Segment Start: Records to use

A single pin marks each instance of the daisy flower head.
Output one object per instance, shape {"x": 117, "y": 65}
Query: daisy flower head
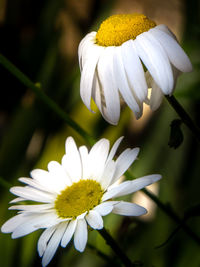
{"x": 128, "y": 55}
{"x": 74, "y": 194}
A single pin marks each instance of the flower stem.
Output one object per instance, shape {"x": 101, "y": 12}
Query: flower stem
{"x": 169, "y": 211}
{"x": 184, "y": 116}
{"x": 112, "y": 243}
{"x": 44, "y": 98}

Segment End: Records to use

Return every entry above word for word, and include no images.

• [Reply]
A single pin marks each instance of the daisy flower head.
Output one object per instance, shape {"x": 117, "y": 65}
Query: daisy flower head
{"x": 128, "y": 55}
{"x": 74, "y": 194}
A single pin marks each instance of the flower stem.
Output one object per instance, shape {"x": 101, "y": 12}
Query: flower stem
{"x": 169, "y": 211}
{"x": 184, "y": 116}
{"x": 112, "y": 243}
{"x": 44, "y": 98}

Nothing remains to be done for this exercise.